* _TASK PROMPT_:
Please swap "apartment building" for "office building" in the data below, and return every line with everything else left as it is.

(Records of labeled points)
***
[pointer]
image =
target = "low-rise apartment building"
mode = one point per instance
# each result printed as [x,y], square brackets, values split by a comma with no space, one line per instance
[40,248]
***
* _ANSWER TO THIS EXERCISE_:
[pointer]
image =
target = "low-rise office building"
mode = one point per instance
# each result printed as [x,y], square brackets, values split by a comma with no space, one line per instance
[40,248]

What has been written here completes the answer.